* [INSTRUCTION A]
Reproduce, line for line, the part of the records that runs from the line with "[trace] sky" up to and including the line with "Trace the outline of every instance of the sky.".

* [TEXT]
The number of customers who declined for subscribing to the term deposit is significantly higher than the number of customers who responded positively. This imbalance can skew the performance of models, which misleads to high accuracy score for the majority class while fail to identify the minority class. A random oversampling technique was applied to handle the imbalanced data. In oversampling, instances from the minority class are duplicated to increase their representation in the dataset. This was done randomly until the number of instances in the minority class matches that of the majority class.

Response Frequency
no 36548
yes 36513

We can see that after oversampling the data, the minority class is represented more equally with the majority class and the dataset becomes more balanced,

4.2 Transforming Numerical and Categorical Variables:

One-hot encoding was employed to convert categorical variables into numerical inputs, making them suitable for various machine-learning algorithms. The standardization technique was applied for numerical variables to transform the data, ensuring a mean of zero and a standard deviation of one.

4.3 Feauture Selection

The decision tree modeling was used for both feature selection of the data sets.The followings features were selected by the decision tree model as important features.

## important_features
##                      cons_conf_idx                     cons_price_idx 
##                                  1                                  1 
##                       emp_var_rate                          euribor3m 
##                                  1                                  1 
##                        nr_employed     previously_contacted_Contacted 
##                                  1                                  1 
## previously_contacted_Not.contacted 
##                                  1

With the important features selected by the decision tree algorithm, the whole data set was then split into training and testing sets.

4.4 Evaluting Models

Model Performance Metrics
Model Accuracy AUC Precision Recall F1_Score
Decision Tree 0.7394429 0.7493050 0.8663292 0.6911155 0.7688665
Random Forest 0.7551845 0.8111904 0.8915036 0.7006452 0.7846348
SVM 0.7271234 0.7711920 0.7273225 0.7272230 0.7272727
Logistic Regression 0.7271234 0.7728307 0.7267752 0.7274719 0.7271234

Among the four models, the Random Forest demonstrates the best performance across most metrics, including accuracy, AUC, precision, recall, and F1 Score. We can interpret the result as follows:

  • Accuracy (0.75): Accuracy is the percentage of correct predictions made by the model out of all predictions. If we pick 100 customers’ responses (yes or no), the model would correctly predict 75 of those responses.
  • AUC (0.81): An AUC of 0.81 means that the model is quite good at distinguishing between the two classes it is trying to predict. This number means that if you randomly pick one example from the positive class and one from the negative class, there’s an 81% chance that the model will correctly identify which one is which.

* [INSTRUCTION B]
Rewrite the passage on term deposit modeling from "4.2 Transforming Numerical" up to and including "deviation of one.", replacing "standardization" with "z-score scaling".

* [TASK DATA]
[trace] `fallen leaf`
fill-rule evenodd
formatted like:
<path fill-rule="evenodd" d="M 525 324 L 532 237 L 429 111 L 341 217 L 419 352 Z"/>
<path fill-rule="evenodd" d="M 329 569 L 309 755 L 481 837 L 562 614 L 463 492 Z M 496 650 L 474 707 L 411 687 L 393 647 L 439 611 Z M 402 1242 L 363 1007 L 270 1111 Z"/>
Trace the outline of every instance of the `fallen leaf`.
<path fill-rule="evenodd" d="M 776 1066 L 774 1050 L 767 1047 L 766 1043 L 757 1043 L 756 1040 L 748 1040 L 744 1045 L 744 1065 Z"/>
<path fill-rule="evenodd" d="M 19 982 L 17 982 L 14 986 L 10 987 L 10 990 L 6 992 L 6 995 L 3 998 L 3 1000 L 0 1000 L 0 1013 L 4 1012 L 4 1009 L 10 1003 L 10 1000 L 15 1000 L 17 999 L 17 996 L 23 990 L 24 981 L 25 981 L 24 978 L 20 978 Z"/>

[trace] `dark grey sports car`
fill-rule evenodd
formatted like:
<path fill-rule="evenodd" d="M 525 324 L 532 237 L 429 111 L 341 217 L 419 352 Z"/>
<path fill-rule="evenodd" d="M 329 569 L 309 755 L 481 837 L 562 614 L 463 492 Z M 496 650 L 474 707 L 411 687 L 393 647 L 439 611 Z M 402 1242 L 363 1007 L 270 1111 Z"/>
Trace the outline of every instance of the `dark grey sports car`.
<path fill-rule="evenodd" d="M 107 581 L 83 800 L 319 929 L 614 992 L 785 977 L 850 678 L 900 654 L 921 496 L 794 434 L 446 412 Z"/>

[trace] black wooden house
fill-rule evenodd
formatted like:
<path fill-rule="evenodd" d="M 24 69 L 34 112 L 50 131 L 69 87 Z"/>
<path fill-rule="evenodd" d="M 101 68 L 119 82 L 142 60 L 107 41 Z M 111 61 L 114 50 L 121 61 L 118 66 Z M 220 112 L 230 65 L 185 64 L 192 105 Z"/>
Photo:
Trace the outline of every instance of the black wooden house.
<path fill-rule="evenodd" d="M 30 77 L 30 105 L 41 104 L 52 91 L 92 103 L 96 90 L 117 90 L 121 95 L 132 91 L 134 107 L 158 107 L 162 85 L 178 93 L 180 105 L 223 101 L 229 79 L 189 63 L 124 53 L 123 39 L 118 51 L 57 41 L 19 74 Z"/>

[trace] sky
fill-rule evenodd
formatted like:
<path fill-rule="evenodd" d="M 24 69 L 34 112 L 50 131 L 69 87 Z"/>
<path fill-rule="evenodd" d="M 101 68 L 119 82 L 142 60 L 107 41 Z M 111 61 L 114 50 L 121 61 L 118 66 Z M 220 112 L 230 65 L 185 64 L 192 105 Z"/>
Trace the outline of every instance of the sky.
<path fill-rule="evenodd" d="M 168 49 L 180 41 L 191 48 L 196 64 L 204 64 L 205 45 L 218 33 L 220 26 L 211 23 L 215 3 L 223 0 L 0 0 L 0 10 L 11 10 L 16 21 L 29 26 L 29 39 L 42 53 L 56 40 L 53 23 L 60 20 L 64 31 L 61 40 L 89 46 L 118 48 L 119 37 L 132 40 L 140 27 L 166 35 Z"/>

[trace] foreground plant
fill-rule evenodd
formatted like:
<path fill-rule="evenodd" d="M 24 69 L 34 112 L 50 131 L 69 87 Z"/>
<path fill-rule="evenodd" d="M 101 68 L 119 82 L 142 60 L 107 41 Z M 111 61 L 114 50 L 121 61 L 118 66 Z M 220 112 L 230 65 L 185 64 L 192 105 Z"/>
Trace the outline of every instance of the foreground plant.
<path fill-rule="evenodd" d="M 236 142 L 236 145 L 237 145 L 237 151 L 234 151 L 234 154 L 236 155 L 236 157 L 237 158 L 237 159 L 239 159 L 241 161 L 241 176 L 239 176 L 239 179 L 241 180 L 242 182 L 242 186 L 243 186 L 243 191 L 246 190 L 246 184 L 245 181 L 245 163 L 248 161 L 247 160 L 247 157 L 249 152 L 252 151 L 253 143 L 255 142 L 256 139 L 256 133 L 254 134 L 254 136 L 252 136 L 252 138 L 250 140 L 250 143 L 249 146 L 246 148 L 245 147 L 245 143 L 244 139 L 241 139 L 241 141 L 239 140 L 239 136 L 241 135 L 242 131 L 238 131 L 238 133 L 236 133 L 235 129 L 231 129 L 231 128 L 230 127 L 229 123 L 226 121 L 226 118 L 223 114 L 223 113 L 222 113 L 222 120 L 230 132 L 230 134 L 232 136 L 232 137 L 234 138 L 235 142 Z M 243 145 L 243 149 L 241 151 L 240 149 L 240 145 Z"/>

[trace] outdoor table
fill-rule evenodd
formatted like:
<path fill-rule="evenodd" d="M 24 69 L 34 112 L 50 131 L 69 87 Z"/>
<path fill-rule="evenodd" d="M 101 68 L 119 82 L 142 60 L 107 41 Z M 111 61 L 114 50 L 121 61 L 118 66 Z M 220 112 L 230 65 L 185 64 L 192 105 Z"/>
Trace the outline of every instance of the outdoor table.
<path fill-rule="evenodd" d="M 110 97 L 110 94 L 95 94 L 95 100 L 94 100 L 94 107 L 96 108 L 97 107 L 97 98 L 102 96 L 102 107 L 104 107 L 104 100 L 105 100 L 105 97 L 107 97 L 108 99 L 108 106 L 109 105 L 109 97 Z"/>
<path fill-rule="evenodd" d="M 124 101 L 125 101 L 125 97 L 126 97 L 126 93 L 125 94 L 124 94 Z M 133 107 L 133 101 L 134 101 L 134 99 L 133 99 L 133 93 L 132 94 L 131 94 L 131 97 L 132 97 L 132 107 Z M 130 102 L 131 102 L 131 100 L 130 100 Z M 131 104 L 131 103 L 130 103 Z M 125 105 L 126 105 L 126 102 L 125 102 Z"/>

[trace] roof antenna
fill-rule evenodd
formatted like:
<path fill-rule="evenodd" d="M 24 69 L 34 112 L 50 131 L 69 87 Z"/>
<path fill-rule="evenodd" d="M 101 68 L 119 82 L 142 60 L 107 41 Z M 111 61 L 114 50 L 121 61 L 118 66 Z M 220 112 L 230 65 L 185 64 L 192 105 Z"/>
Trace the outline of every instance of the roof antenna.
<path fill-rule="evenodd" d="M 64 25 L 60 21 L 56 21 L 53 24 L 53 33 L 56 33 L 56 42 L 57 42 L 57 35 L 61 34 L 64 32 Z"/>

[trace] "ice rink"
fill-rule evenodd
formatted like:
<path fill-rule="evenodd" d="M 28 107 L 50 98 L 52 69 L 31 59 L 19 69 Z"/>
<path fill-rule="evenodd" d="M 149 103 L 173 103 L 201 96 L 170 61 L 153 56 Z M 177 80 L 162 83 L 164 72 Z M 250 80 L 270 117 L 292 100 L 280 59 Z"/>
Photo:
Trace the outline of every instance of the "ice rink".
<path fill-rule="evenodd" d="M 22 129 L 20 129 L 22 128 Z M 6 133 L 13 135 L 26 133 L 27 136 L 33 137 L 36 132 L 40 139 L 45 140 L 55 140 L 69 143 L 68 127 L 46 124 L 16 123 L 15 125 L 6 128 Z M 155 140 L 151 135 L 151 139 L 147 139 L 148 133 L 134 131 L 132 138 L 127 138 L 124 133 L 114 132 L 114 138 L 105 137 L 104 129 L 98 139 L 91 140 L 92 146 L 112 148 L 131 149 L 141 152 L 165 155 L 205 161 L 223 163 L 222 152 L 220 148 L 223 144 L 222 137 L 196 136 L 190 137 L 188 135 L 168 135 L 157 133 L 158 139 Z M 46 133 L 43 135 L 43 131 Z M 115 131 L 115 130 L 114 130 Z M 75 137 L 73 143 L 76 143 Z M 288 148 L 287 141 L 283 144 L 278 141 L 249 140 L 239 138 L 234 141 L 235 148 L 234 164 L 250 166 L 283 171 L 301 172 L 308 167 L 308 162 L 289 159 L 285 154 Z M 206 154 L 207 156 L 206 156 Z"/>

* [FULL RESPONSE A]
[trace] sky
fill-rule evenodd
formatted like:
<path fill-rule="evenodd" d="M 24 69 L 34 112 L 50 131 L 69 87 Z"/>
<path fill-rule="evenodd" d="M 101 68 L 119 82 L 142 60 L 107 41 Z M 111 61 L 114 50 L 121 61 L 118 66 Z M 220 112 L 230 65 L 185 64 L 192 105 Z"/>
Trace the outline of every instance of the sky.

* [FULL RESPONSE B]
4.2 Transforming Numerical and Categorical Variables:

One-hot encoding was employed to convert categorical variables into numerical inputs, making them suitable for various machine-learning algorithms. The z-score scaling technique was applied for numerical variables to transform the data, ensuring a mean of zero and a standard deviation of one.